イエス様ご一行がエルサレムに近づいて、オリーブ山沿いのベトファゲに来たとき、イエス様は二人の弟子を使いに出そうとしてこう言われました。「向こうの村へ行きなさい。するとすぐ、ろばがつないであり、一緒に子ろばのいるのが見つかる。それをほどいて、わたしのところに引いて来なさい。もし、だれかが何か言ったら、『主がお入り用なのです』と言いなさい。すぐに渡してくれる」。ここで、イエス様は王として、他人から物を自由に取り立てることのできる徴用の権利を用いていると読むことができます(サムエル上8:10~18参照)。イエス様は、ろばに乗ることによって、御自分が王であることを示されるのですが、すでにここで王として振る舞っておられるのです。もし、だれかが何か言っても、「主がお入り用なのです」と言えば、それで済んでしまう、主としての、また王としての自意識がこの言葉に表れているのです。
イエス様が、弟子たちにろばと子ろばを自分のところに引いてくるように命じたのは、預言者を通して言われていたことを実現するためでありました。「シオンの娘に告げよ。『見よ、お前の王がお前のところにおいでになる、柔和な方で、ろばに乗り、荷を負うろばの子、子ろばに乗って』」。この預言の言葉は、イザヤ書の62章11節と、ゼカリヤ書の9章9節からなっております。福音書記者マタイは、イザヤ書62章11節の預言と、ゼカリヤ書9章9節の預言の言葉を組み合わせて記しているのです。イザヤ書の62章11節にはこう記されています。旧約の1164ページです。「見よ、主は地の果てにまで布告される。娘シオンに言え。見よ、あなたの救いが進んで来る。見よ、主の勝ち得られたものは御もとに従い/主の働きの実りは御前を進む」。ここに「娘シオンに言え」とありますが、この所を引用して、福音書記者マタイは「シオンの娘に告げよ」と記したわけです。シオンとはエルサレムのことであり、その娘とはそこに住んでいる人々を指しています。ですから、「シオンの娘に告げよ」とは、「エルサレムに住んでいる人々に告げよ」ということであるのです。なぜ、マタイは、わざわざイザヤ書の62章11節を引用したのでしょうか?それはその後の、「見よ、あなたの救いが進んで来る。見よ、主の勝ち得られたものは御許に従い/主の働きの実りは御前を進む」という預言が、イエス様がエルサレムに入られる情景の意味するところをよく表しているからだと思います。イエス様は、娘シオンの救いとして、エルサレムに入られるのです。そして、イエス様の後に従う弟子たちやイエス様の前後を歩む群衆たちこそ、これまでイエス様がしてきたガリラヤ宣教の実りであると言えるのです。

課題一覧:
a: エルサレム入城についての文章にある「シオンとはエルサレムのことであり、その娘とはそこに住んでいる人々を指しています。」という一文を英語に訳してください。
b: エルサレム入城についての文章の最後の文に続けて、その先を書き進めてください。

(データセットの項目)
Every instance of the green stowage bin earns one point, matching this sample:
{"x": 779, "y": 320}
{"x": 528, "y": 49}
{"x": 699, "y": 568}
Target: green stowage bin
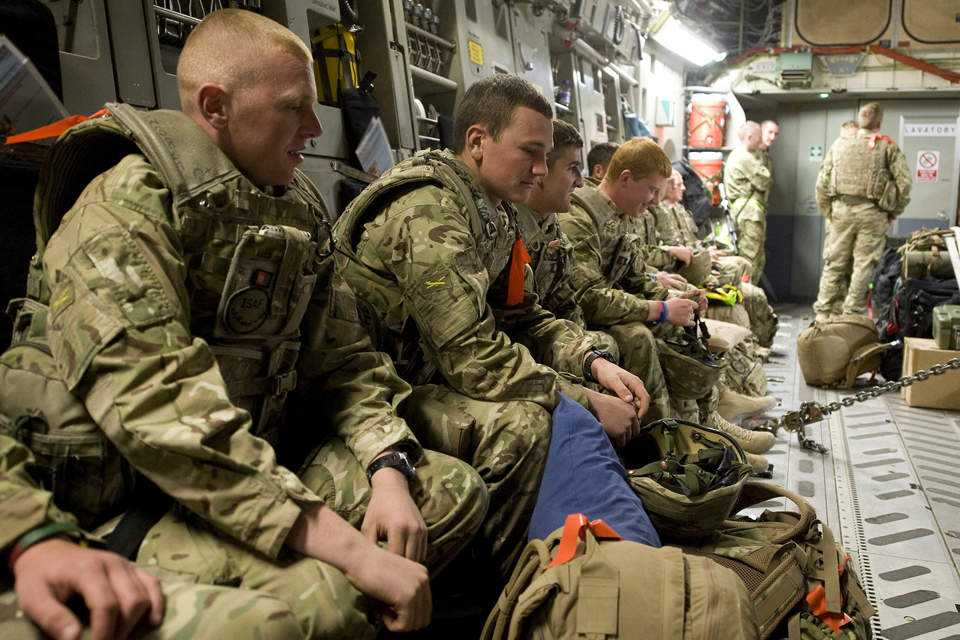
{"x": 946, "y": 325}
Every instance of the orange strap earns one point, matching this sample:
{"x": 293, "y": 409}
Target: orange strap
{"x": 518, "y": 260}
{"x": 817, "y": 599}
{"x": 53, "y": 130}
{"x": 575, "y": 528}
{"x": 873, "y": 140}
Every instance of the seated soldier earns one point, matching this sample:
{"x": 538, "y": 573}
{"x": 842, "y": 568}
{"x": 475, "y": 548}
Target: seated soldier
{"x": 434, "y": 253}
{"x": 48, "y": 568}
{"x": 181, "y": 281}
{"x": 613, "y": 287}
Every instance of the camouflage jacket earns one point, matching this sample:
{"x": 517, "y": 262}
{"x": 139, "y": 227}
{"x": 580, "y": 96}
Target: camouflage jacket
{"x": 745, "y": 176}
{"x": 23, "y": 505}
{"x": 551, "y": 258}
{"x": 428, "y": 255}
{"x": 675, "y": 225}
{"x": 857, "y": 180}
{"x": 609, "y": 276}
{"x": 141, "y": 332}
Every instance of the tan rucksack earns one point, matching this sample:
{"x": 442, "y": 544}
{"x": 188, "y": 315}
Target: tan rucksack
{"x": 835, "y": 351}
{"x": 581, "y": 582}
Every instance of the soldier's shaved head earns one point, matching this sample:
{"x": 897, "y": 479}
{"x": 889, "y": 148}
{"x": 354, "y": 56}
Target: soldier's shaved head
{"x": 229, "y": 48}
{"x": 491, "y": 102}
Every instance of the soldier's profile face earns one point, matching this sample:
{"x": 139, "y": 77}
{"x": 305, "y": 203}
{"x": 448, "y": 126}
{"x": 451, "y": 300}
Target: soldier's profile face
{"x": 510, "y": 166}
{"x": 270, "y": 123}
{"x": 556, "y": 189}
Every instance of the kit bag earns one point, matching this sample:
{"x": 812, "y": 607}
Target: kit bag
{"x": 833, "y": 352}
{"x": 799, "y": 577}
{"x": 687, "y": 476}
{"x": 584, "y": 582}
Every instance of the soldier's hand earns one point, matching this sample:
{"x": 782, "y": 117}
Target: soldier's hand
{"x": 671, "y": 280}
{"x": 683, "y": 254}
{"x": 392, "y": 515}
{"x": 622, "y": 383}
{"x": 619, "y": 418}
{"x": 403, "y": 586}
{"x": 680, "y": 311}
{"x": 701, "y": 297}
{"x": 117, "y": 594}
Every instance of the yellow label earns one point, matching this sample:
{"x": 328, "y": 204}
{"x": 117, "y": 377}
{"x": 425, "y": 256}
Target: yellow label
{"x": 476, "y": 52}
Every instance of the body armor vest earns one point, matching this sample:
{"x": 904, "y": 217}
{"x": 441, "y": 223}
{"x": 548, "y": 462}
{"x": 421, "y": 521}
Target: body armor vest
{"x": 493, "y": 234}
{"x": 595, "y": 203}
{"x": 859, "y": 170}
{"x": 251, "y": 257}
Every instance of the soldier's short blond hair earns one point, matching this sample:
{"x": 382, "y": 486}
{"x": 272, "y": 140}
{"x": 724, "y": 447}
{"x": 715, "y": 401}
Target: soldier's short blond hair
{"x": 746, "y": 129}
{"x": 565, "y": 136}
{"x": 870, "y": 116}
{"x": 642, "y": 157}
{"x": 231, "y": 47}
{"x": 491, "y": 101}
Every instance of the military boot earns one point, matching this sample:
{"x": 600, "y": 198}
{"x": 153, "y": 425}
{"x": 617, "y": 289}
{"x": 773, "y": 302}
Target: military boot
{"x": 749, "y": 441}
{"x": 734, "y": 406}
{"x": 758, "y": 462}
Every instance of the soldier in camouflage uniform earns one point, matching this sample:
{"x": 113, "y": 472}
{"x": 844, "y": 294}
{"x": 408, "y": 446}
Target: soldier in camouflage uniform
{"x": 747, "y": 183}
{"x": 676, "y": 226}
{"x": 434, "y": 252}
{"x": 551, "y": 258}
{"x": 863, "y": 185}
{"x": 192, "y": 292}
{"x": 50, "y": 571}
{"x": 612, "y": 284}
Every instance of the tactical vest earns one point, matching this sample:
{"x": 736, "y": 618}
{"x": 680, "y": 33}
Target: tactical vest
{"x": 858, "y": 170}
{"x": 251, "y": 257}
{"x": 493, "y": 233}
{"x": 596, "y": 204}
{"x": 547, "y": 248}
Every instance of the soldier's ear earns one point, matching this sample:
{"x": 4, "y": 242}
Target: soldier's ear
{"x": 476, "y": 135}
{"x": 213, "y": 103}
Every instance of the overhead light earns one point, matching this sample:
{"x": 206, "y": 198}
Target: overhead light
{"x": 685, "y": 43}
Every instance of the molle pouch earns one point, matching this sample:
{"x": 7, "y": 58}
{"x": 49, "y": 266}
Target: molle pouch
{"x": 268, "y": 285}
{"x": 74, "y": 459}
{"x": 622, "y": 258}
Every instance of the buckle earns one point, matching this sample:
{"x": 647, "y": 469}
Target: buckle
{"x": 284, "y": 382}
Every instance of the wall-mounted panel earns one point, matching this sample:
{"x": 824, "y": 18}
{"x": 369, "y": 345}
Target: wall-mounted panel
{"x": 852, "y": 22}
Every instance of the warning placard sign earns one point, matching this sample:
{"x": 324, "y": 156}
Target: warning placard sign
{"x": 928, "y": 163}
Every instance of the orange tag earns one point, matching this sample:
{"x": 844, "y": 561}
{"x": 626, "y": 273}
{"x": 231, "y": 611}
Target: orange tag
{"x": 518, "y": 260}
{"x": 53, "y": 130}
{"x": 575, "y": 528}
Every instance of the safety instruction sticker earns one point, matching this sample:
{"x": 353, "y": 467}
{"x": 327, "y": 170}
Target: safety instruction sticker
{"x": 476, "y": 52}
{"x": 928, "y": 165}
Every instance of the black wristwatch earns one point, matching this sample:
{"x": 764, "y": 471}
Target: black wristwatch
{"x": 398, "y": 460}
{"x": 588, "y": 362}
---
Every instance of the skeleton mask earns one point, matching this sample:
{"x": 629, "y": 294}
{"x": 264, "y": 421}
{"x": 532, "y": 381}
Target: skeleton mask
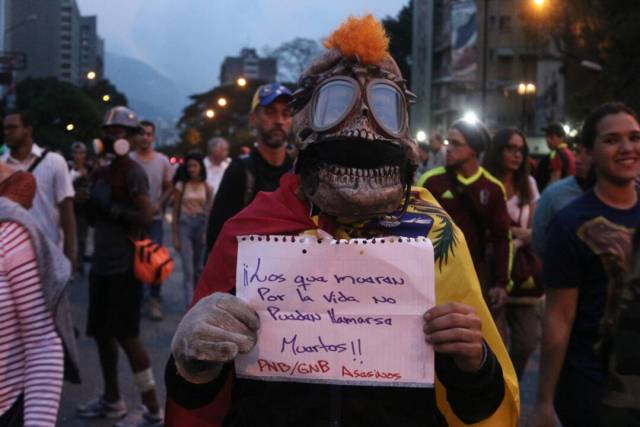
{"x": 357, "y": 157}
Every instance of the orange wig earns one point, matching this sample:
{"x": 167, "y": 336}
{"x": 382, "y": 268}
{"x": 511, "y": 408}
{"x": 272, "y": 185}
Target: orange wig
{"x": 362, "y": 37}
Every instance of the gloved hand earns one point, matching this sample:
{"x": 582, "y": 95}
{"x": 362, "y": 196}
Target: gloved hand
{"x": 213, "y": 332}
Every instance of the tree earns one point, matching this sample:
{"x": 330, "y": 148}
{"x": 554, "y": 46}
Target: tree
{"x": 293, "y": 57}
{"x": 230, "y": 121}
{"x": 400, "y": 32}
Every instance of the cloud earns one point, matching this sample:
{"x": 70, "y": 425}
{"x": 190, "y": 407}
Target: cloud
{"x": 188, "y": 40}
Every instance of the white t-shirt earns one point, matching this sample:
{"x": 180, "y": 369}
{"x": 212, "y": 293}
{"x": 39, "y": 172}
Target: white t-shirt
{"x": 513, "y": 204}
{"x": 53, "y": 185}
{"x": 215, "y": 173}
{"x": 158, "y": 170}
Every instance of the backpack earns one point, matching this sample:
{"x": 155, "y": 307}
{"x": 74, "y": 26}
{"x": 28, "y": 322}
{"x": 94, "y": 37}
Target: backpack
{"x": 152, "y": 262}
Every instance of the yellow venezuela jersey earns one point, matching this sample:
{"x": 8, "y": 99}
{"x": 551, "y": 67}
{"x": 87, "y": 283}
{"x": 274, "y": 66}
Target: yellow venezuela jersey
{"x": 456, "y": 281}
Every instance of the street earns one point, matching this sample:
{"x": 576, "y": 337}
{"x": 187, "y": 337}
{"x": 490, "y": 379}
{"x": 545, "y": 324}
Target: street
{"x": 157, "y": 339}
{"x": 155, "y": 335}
--
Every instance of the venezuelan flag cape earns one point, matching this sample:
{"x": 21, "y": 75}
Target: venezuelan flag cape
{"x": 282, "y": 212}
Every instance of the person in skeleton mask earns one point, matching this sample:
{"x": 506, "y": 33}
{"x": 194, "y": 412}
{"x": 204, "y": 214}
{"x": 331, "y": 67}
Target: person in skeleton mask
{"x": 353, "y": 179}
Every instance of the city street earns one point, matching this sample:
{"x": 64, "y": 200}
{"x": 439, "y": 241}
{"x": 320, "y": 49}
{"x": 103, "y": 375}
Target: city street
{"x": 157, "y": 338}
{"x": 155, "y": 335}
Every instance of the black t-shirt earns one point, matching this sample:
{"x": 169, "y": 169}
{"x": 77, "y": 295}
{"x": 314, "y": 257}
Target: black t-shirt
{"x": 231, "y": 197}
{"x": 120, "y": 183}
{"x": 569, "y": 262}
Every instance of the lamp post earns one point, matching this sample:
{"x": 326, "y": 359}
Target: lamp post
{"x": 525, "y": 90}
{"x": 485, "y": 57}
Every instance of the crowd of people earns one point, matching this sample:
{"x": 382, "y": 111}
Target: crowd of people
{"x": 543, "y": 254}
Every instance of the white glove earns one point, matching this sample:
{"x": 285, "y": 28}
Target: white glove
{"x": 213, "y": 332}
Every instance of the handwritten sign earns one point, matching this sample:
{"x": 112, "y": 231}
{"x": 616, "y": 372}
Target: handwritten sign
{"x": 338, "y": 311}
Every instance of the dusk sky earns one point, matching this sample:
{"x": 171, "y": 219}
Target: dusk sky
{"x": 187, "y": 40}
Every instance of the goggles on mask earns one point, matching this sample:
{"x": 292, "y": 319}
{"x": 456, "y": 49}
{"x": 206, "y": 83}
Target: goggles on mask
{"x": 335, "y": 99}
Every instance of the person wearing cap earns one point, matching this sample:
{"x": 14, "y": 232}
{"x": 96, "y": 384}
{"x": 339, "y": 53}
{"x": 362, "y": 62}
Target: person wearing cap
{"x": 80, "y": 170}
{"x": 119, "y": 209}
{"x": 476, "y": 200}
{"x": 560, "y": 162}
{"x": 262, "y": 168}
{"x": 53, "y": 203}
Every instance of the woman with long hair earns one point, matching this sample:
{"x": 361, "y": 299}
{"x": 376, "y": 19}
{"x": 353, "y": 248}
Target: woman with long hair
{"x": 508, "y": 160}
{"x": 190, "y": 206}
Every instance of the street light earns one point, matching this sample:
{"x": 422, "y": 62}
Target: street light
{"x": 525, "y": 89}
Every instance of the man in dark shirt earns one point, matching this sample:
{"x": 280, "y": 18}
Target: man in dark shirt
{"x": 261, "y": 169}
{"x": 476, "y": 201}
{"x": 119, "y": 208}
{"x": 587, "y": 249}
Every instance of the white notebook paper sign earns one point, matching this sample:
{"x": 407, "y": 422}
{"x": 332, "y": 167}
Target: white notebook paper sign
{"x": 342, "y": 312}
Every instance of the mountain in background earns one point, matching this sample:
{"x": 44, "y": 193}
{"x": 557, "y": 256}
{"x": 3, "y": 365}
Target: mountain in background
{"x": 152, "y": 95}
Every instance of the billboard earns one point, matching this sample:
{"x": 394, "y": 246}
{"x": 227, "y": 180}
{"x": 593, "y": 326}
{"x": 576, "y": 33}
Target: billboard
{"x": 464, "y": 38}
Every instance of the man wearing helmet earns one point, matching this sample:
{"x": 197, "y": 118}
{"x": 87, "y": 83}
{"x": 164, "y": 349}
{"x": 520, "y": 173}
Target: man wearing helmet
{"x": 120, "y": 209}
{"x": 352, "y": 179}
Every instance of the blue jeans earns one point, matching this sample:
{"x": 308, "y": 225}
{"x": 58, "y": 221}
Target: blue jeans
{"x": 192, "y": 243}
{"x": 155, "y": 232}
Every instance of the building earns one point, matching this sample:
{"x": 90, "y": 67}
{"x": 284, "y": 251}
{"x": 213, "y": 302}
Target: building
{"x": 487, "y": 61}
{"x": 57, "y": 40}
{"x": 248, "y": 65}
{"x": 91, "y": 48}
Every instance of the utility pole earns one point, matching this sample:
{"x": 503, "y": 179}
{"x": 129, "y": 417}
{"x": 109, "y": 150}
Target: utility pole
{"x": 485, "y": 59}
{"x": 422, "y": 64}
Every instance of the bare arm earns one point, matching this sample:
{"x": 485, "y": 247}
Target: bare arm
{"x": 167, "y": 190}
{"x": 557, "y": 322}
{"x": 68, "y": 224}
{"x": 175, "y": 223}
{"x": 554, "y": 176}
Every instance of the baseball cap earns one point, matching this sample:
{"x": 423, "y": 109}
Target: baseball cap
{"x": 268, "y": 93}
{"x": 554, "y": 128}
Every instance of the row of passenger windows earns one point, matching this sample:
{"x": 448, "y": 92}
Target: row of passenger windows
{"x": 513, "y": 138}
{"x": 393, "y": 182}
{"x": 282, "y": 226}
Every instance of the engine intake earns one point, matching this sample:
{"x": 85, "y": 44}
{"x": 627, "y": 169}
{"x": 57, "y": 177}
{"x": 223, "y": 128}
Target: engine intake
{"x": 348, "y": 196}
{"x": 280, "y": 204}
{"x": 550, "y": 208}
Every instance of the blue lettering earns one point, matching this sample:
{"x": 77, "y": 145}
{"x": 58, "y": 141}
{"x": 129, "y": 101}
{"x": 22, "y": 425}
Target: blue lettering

出力結果:
a: Zion refers to Jerusalem, and its daughter refers to the people who live there.

b:
次にゼカリヤ書9章9節を見てみたいと思います。旧約の1489ページです。ここでは9節、10節をお読みします。「娘シオンよ、大いに踊れ。娘エルサレムよ、歓呼の声をあげよ。見よ、あなたの王が来る。彼は神に従い、勝利を与えられた者/高ぶることなく、ろばに乗って来る/雌ろばの子であるろばに乗って。わたしはエフライムから戦車を/エルサレムから軍馬を絶つ。戦いの弓は絶たれ/諸国の民に平和が告げられる。彼の支配は海から海へ/大河から地の果てにまで及ぶ」。預言されている王は馬ではなく、ろばに乗って来るわけですが、ろばに乗ることは高ぶらないこと、謙遜で柔和なことの象徴とされています。また、馬が軍馬として戦争に用いられたのに対して、ろばは荷物の運搬などの日常生活に用いられました。よって、ろばに乗ってくる王は平和の王でもあるのです。イエス様はろばに乗り、エルサレムに入られることによって、御自分が柔和で謙遜な王であること、また平和の王であることを示されたのです。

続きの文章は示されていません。